● YOUR INSTRUCTIONS
Below are some records; retype all of them exactly.

● MATERIAL SHOWN
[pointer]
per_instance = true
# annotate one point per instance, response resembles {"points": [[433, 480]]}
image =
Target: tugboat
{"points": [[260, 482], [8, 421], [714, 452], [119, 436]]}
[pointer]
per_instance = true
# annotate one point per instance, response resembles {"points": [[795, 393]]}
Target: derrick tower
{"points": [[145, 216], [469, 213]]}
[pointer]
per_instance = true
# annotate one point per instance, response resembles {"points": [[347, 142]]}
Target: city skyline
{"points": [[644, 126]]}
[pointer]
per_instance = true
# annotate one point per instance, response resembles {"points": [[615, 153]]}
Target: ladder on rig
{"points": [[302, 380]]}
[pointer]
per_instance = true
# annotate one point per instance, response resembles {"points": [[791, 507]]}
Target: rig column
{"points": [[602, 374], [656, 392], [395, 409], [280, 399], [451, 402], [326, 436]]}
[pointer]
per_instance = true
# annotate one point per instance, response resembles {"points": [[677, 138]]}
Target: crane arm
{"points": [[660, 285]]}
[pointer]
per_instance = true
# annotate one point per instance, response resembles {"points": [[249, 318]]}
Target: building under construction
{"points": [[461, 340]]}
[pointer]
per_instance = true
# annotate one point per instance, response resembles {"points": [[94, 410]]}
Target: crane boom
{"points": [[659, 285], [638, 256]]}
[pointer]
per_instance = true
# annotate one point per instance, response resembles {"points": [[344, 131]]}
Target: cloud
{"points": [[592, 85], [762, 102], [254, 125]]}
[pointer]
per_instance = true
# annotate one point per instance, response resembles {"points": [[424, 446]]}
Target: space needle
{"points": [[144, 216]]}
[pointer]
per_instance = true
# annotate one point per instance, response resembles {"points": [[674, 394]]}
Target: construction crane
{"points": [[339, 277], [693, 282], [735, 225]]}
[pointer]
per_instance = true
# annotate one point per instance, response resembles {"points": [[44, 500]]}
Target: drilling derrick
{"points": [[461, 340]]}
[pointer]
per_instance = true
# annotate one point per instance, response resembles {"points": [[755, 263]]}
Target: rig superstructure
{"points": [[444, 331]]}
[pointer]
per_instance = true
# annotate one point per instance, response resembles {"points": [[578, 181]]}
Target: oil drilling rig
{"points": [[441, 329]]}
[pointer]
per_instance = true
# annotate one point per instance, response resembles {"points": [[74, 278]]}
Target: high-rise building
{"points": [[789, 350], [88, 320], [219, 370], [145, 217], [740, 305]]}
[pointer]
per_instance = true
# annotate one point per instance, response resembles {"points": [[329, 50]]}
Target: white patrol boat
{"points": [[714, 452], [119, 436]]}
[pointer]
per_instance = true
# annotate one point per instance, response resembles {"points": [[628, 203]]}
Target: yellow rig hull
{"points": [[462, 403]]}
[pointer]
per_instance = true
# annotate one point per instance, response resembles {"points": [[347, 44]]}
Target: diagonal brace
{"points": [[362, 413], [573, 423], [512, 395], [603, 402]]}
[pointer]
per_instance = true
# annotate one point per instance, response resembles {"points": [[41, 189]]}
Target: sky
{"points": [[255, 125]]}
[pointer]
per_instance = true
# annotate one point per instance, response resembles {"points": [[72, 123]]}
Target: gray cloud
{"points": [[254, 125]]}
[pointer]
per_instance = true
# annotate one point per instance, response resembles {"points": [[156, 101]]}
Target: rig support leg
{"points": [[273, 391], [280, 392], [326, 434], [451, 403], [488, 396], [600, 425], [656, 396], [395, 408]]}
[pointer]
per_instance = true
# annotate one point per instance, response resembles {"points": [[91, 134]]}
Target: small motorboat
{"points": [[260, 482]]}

● WRITTEN RESPONSE
[pointer]
per_instance = true
# annotate one point per instance, response resembles {"points": [[433, 480]]}
image =
Target: tugboat
{"points": [[260, 482], [8, 421], [714, 452], [119, 436]]}
[pointer]
per_instance = true
# annotate one point per instance, response resembles {"points": [[795, 393]]}
Target: derrick tower
{"points": [[145, 216], [469, 213]]}
[pointer]
per_instance = true
# annotate one point per instance, response resembles {"points": [[347, 142]]}
Target: city skyline
{"points": [[644, 126]]}
[pointer]
per_instance = true
# annotate one point per instance, response resembles {"points": [[615, 153]]}
Target: ladder on rig
{"points": [[302, 380]]}
[pointer]
per_instance = true
# annotate one point per instance, response resembles {"points": [[791, 507]]}
Target: rig column
{"points": [[602, 374], [656, 392], [395, 409], [280, 399], [451, 402], [326, 436]]}
[pointer]
per_instance = true
# annotate one point per instance, response resembles {"points": [[677, 138]]}
Target: crane arm
{"points": [[660, 285]]}
[pointer]
per_instance = true
# annotate one point per instance, response resembles {"points": [[249, 318]]}
Target: building under construction
{"points": [[461, 340]]}
[pointer]
per_instance = true
# annotate one point per instance, response resembles {"points": [[94, 410]]}
Target: crane boom
{"points": [[659, 285], [638, 256]]}
[pointer]
per_instance = true
# annotate one point per instance, response resembles {"points": [[344, 131]]}
Target: cloud
{"points": [[592, 85], [762, 102], [254, 125]]}
[pointer]
per_instance = true
# annotate one point per instance, response resembles {"points": [[424, 446]]}
Target: space needle
{"points": [[144, 216]]}
[pointer]
per_instance = true
# annotate one point per instance, response resembles {"points": [[674, 394]]}
Target: construction crane
{"points": [[339, 277], [693, 282], [735, 225]]}
[pointer]
per_instance = true
# annotate one point per instance, response resembles {"points": [[44, 500]]}
Target: drilling derrick
{"points": [[461, 340]]}
[pointer]
per_instance = true
# annotate one point per instance, response resembles {"points": [[755, 263]]}
Target: rig superstructure
{"points": [[444, 331]]}
[pointer]
per_instance = true
# annotate one point per instance, response resembles {"points": [[578, 181]]}
Target: oil drilling rig
{"points": [[441, 329]]}
[pointer]
per_instance = true
# annotate one point per instance, response resembles {"points": [[74, 278]]}
Target: high-rise building
{"points": [[789, 350], [88, 320], [219, 370], [145, 217], [740, 305]]}
[pointer]
per_instance = true
# annotate one point per instance, response resembles {"points": [[329, 50]]}
Target: white patrol boat
{"points": [[714, 452], [119, 436]]}
[pointer]
per_instance = true
# annotate one point per instance, response resembles {"points": [[628, 203]]}
Target: yellow rig hull
{"points": [[462, 403]]}
[pointer]
per_instance = true
# annotate one point per instance, response resembles {"points": [[347, 44]]}
Target: diagonal brace
{"points": [[362, 413], [573, 423], [512, 395], [603, 402]]}
[pointer]
per_instance = true
# annotate one point per instance, response resembles {"points": [[41, 189]]}
Target: sky
{"points": [[255, 125]]}
[pointer]
per_instance = true
# annotate one point per instance, response resembles {"points": [[72, 123]]}
Target: gray cloud
{"points": [[254, 125]]}
[pointer]
per_instance = true
# annotate one point per instance, response resembles {"points": [[156, 101]]}
Target: rig support leg
{"points": [[273, 391], [280, 392], [326, 434], [451, 403], [488, 396], [600, 425], [656, 396], [395, 408]]}
[pointer]
per_instance = true
# annotate one point per instance, response resembles {"points": [[91, 134]]}
Target: small motorboat
{"points": [[260, 482]]}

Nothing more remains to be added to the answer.